[Collected data entries]
>>>

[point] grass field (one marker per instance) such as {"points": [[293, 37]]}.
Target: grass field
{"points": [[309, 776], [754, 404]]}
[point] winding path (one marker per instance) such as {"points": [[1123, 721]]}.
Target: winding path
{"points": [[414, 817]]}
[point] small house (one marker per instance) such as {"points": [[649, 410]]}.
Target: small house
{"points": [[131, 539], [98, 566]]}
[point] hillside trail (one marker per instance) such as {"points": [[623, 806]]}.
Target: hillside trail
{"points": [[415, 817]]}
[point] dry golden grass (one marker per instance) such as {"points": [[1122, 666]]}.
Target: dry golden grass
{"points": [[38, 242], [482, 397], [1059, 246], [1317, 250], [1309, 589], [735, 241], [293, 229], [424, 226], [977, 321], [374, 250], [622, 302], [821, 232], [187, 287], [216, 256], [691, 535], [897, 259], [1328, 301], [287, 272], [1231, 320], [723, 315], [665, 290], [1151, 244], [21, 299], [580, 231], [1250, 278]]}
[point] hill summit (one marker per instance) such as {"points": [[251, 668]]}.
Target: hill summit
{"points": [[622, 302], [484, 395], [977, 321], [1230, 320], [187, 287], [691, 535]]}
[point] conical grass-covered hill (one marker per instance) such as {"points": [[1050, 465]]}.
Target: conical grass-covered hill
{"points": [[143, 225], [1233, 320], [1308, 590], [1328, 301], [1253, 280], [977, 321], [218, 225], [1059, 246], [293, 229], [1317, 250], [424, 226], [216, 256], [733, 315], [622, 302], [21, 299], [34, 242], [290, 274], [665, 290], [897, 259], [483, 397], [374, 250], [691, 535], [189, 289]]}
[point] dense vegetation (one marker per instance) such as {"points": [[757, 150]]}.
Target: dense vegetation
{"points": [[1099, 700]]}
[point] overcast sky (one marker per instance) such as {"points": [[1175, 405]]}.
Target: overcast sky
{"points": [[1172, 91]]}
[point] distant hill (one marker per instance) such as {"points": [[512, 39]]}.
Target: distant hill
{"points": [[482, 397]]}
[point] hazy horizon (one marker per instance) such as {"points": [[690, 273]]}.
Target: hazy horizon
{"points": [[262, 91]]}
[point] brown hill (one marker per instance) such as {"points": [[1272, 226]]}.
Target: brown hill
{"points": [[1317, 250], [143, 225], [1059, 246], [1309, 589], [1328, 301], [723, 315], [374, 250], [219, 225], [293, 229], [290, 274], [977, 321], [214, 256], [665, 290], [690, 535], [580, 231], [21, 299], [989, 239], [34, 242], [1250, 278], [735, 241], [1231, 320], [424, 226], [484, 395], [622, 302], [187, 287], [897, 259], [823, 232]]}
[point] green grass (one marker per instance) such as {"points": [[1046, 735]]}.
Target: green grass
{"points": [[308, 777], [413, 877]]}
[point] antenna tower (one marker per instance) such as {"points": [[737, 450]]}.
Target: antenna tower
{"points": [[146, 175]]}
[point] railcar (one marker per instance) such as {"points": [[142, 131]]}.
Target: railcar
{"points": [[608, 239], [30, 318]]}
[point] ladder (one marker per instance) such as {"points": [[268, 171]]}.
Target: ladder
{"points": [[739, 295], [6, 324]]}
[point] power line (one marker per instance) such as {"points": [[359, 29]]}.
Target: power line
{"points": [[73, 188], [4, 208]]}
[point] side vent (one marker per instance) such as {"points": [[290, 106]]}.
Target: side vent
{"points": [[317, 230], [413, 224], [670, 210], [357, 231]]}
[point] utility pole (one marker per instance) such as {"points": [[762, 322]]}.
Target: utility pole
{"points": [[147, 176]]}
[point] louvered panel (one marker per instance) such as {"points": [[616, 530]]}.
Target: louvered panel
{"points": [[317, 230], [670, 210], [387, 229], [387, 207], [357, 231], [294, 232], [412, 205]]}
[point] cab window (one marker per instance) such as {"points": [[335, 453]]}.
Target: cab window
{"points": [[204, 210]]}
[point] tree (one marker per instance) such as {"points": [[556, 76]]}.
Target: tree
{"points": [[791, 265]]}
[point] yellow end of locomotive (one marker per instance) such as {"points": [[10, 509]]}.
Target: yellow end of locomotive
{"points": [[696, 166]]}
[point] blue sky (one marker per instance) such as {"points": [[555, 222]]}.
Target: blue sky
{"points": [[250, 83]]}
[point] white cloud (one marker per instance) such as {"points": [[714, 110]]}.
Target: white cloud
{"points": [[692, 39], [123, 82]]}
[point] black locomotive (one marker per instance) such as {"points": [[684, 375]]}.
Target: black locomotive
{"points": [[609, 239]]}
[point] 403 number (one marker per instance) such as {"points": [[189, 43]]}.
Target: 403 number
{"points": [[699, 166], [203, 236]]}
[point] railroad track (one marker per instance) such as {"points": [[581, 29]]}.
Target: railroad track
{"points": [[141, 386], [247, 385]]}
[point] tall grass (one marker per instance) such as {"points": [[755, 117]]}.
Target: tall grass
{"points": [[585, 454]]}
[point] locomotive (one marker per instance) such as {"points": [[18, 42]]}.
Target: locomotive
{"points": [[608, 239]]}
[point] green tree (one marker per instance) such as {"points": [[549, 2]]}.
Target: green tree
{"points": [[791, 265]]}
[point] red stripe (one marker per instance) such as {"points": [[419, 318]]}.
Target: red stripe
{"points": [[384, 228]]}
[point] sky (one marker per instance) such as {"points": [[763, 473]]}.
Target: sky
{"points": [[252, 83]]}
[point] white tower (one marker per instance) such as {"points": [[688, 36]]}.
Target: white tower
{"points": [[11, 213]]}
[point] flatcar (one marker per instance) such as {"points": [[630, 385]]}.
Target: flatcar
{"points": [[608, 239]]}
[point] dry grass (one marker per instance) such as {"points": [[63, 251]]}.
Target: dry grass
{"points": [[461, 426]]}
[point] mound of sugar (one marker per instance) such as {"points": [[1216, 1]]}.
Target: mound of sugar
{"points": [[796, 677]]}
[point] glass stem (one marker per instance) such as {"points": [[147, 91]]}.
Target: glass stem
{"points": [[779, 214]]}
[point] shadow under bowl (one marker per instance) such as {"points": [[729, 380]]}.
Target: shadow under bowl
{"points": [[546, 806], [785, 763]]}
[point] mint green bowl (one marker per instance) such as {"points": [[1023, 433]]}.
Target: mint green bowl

<<<

> Task objective: What you return should match every line above exactly.

> Result of this task:
[point] grass field (one marker per instance) such as {"points": [[293, 37]]}.
Target: grass field
{"points": [[309, 776], [754, 404]]}
[point] winding path (one marker per instance) such as {"points": [[1123, 721]]}.
Target: winding path
{"points": [[414, 817]]}
[point] small house (one marker per instance) such as {"points": [[649, 410]]}.
Target: small house
{"points": [[131, 539], [98, 566]]}
[point] hillside trail (one marker per instance) such as {"points": [[623, 806]]}.
Target: hillside trail
{"points": [[415, 817]]}
[point] dry golden grass (one marker per instance) such as {"points": [[1122, 666]]}.
Target: dry golden grass
{"points": [[38, 242], [482, 397], [1059, 246], [1317, 250], [1309, 589], [735, 241], [293, 229], [424, 226], [977, 321], [374, 250], [622, 302], [821, 232], [187, 287], [216, 256], [691, 535], [897, 259], [1328, 301], [287, 272], [1231, 320], [723, 315], [665, 290], [1151, 244], [21, 299], [580, 231], [1250, 278]]}
[point] hill summit (one marker per instance) such as {"points": [[251, 668]]}.
Target: hill summit
{"points": [[622, 302], [484, 395], [977, 321], [1230, 320], [187, 287], [691, 535]]}
[point] conical grass-covered hill (one marker per instance) such as {"points": [[1050, 465]]}.
Target: conical grass-covered hill
{"points": [[143, 225], [1233, 320], [1308, 590], [1328, 301], [1253, 280], [977, 321], [218, 225], [1059, 246], [293, 229], [1317, 250], [424, 226], [216, 256], [733, 315], [622, 302], [21, 299], [34, 242], [290, 274], [665, 290], [897, 259], [483, 397], [374, 250], [691, 535], [189, 289]]}
[point] dense vegetation (one marker per instance) such as {"points": [[757, 150]]}.
Target: dense vegetation
{"points": [[1099, 700]]}
[point] overcast sky (one marker per instance) such as {"points": [[1175, 405]]}.
Target: overcast sky
{"points": [[1172, 91]]}
[point] distant hill (one marker per instance) such as {"points": [[512, 39]]}.
Target: distant hill
{"points": [[482, 397]]}
[point] hazy horizon (one marker per instance) such as {"points": [[690, 273]]}.
Target: hazy horizon
{"points": [[262, 91]]}
[point] brown hill (one marker per instance) such as {"points": [[1272, 226]]}.
Target: brown hill
{"points": [[1317, 250], [143, 225], [1059, 246], [1309, 589], [1328, 301], [723, 315], [374, 250], [219, 225], [293, 229], [290, 274], [977, 321], [214, 256], [665, 290], [690, 535], [580, 231], [21, 299], [989, 239], [34, 242], [1250, 278], [735, 241], [1231, 320], [424, 226], [484, 395], [622, 302], [187, 287], [897, 259], [823, 232]]}
[point] green grass (one marker per instance) such as {"points": [[1046, 735]]}.
Target: green grass
{"points": [[308, 777], [413, 877]]}
[point] antenna tower (one marker per instance) such as {"points": [[737, 450]]}.
Target: antenna tower
{"points": [[146, 175]]}
[point] railcar (one marker per instance) such as {"points": [[142, 131]]}.
Target: railcar
{"points": [[608, 239], [30, 318]]}
[point] ladder (one marker per instance) such as {"points": [[268, 171]]}.
Target: ladder
{"points": [[739, 295], [6, 324]]}
[point] power line (one marker per instance) such as {"points": [[359, 29]]}.
Target: power line
{"points": [[73, 188], [4, 208]]}
[point] side vent (one marker per instance) such as {"points": [[290, 106]]}.
Target: side vent
{"points": [[317, 230], [413, 224], [670, 210], [357, 231]]}
[point] utility pole (one marker per instance) such as {"points": [[762, 322]]}.
Target: utility pole
{"points": [[147, 176]]}
[point] louvered panel (one marker per instance) such as {"points": [[616, 530]]}.
Target: louvered panel
{"points": [[317, 230], [670, 210], [387, 229], [387, 207], [357, 231], [294, 232], [412, 205]]}
[point] cab window (one marker per instance) such as {"points": [[335, 453]]}.
Target: cab window
{"points": [[204, 210]]}
[point] tree (one marker per instance) such as {"points": [[556, 76]]}.
Target: tree
{"points": [[791, 265]]}
[point] yellow end of locomotive (one marker per instance) such as {"points": [[10, 509]]}.
Target: yellow end of locomotive
{"points": [[696, 166]]}
[point] blue sky (one marker per instance) such as {"points": [[555, 222]]}.
Target: blue sky
{"points": [[250, 83]]}
[point] white cloud (one marker per instance) such as {"points": [[714, 110]]}.
Target: white cloud
{"points": [[692, 39], [123, 82]]}
[point] black locomotive (one marker per instance) such as {"points": [[684, 375]]}.
Target: black locomotive
{"points": [[609, 239]]}
[point] 403 number (one marker per instance) such as {"points": [[189, 43]]}.
Target: 403 number
{"points": [[699, 166], [203, 236]]}
[point] railroad track (one marker per instance) such as {"points": [[581, 29]]}.
Target: railroad track
{"points": [[141, 386], [247, 385]]}
[point] tall grass (one marker per instance) such as {"points": [[755, 117]]}.
Target: tall grass
{"points": [[585, 454]]}
[point] locomotive (one marker per instance) such as {"points": [[18, 42]]}.
Target: locomotive
{"points": [[608, 239]]}
[point] green tree (one marker per instance) such as {"points": [[549, 2]]}.
Target: green tree
{"points": [[791, 265]]}
[point] red stripe (one marker per instance) such as {"points": [[419, 318]]}.
Target: red stripe
{"points": [[384, 228]]}
[point] sky (one marker per instance) such as {"points": [[763, 473]]}.
Target: sky
{"points": [[252, 83]]}
[point] white tower (one marker per instance) such as {"points": [[688, 36]]}.
Target: white tower
{"points": [[11, 213]]}
[point] flatcar (one marker per instance) such as {"points": [[630, 385]]}.
Target: flatcar
{"points": [[608, 239]]}
[point] dry grass (one marker per instance) such as {"points": [[63, 251]]}.
Target: dry grass
{"points": [[461, 426]]}
[point] mound of sugar (one marker per instance) such as {"points": [[1216, 1]]}.
Target: mound of sugar
{"points": [[796, 677]]}
[point] glass stem (one marker per instance) such as {"points": [[147, 91]]}.
Target: glass stem
{"points": [[779, 214]]}
[point] shadow under bowl (one marker per instance) such as {"points": [[729, 380]]}.
Target: shadow under bowl
{"points": [[546, 806], [785, 763]]}
[point] mint green bowl (one marker per instance) such as {"points": [[1023, 433]]}.
Target: mint green bowl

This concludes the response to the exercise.